_SHORT EXERCISE_: Could you reproduce, word for word, the lines of the data below from the one holding "the woman's forearm" through the end of the data, both ends included? Leave the pictures out.

Coordinate labeling data:
— start —

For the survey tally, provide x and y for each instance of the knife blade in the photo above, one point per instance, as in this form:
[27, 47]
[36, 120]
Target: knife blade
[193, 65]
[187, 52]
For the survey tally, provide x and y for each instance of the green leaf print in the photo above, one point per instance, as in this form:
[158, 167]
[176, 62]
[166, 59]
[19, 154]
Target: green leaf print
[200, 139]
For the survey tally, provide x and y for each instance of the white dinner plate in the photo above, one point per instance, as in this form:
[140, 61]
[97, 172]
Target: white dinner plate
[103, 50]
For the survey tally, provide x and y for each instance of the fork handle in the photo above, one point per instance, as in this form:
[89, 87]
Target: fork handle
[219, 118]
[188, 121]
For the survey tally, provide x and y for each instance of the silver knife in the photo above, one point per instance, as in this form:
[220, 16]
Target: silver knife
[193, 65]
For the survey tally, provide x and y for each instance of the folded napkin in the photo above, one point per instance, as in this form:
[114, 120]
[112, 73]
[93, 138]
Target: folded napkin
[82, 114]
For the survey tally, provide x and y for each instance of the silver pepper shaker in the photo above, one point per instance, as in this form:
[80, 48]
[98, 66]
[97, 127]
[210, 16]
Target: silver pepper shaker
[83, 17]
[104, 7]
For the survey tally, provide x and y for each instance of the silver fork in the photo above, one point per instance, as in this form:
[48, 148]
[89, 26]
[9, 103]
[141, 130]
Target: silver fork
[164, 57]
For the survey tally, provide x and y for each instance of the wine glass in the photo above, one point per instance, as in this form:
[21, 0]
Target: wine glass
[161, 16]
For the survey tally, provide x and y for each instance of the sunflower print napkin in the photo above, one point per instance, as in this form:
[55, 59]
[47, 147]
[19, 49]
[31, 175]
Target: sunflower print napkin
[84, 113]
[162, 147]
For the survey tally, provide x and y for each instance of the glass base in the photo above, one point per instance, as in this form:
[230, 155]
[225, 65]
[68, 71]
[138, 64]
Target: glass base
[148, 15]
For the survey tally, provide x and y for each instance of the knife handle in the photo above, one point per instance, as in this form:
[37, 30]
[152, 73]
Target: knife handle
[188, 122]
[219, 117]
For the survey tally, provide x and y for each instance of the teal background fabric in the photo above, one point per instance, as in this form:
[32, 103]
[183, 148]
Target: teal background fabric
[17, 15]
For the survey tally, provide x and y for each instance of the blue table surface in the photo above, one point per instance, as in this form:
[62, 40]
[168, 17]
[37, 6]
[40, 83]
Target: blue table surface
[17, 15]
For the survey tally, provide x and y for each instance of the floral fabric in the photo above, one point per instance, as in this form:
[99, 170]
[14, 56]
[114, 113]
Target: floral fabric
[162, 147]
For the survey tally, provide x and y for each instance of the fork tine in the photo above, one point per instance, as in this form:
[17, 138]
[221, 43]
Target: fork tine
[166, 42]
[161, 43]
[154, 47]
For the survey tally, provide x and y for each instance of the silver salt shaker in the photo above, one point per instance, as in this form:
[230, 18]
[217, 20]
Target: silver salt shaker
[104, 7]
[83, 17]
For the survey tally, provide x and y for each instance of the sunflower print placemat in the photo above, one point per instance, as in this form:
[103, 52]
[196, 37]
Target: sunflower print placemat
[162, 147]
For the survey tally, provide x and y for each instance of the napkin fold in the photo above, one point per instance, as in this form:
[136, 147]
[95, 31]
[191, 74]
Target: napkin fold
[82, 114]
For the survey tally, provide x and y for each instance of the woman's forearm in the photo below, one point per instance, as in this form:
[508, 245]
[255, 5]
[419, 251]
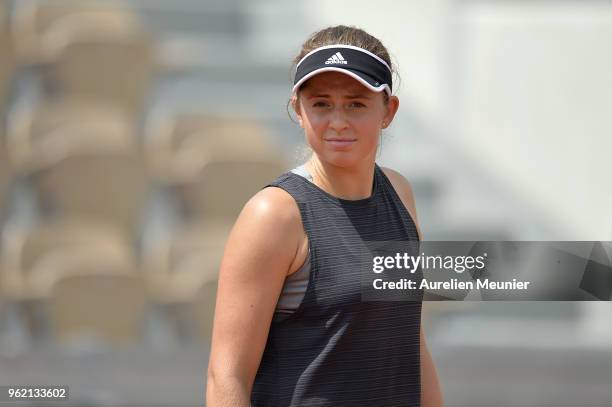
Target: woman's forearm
[431, 395]
[226, 392]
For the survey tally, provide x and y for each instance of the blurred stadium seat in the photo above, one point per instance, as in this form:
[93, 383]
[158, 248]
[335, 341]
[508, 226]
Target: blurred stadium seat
[176, 268]
[5, 181]
[34, 19]
[37, 136]
[91, 60]
[6, 59]
[99, 306]
[223, 186]
[34, 259]
[179, 148]
[92, 170]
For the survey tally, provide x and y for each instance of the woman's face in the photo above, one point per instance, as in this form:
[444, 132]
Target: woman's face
[342, 118]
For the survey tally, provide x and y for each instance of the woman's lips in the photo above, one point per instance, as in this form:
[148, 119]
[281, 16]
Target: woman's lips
[340, 142]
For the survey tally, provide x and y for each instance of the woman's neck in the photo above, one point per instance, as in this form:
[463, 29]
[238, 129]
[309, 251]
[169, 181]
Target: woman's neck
[345, 183]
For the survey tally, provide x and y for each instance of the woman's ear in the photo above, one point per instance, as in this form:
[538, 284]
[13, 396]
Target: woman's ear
[391, 110]
[295, 104]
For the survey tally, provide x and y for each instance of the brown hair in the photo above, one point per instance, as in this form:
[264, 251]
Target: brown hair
[347, 35]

— end —

_TASK RESULT_:
For the survey tally, provide x and y for each instance of the woman's forearm in the photo below, one point per instance, as in this form:
[508, 245]
[255, 5]
[419, 251]
Target: woman's forearm
[431, 395]
[226, 392]
For the survey tally, provide x and y for each instance of the blurred stadium seat in the photo above, one point per instance, as in this form:
[93, 383]
[158, 248]
[335, 341]
[508, 226]
Target: blurred stadium seat
[176, 268]
[5, 181]
[34, 19]
[37, 136]
[91, 60]
[6, 59]
[99, 306]
[223, 186]
[34, 259]
[179, 148]
[92, 170]
For the survey tally, provide x and y for each instance of the woman's face in the photo above, one point per instance, as in this form:
[444, 132]
Target: woman's face
[342, 118]
For the survey tally, provide x and y for each instance of the woman's lips in the photo above, one point per instance, as in this form:
[148, 119]
[281, 16]
Target: woman's lips
[340, 142]
For the survey tally, provide x and y for each instance of the woman's neck in the photo above, one point per instance, as in this form:
[463, 29]
[238, 129]
[309, 251]
[169, 181]
Target: woman's neck
[345, 183]
For the survey tally, provide x and y for each instance of the woman's ear in the photo above, one point per instance, as in this form:
[538, 284]
[13, 396]
Target: woman's ear
[391, 110]
[295, 104]
For the survey tally, provide x and y for each instance of the brown hair in the photo above, one point per instance, as in this form:
[264, 251]
Target: brown hair
[347, 35]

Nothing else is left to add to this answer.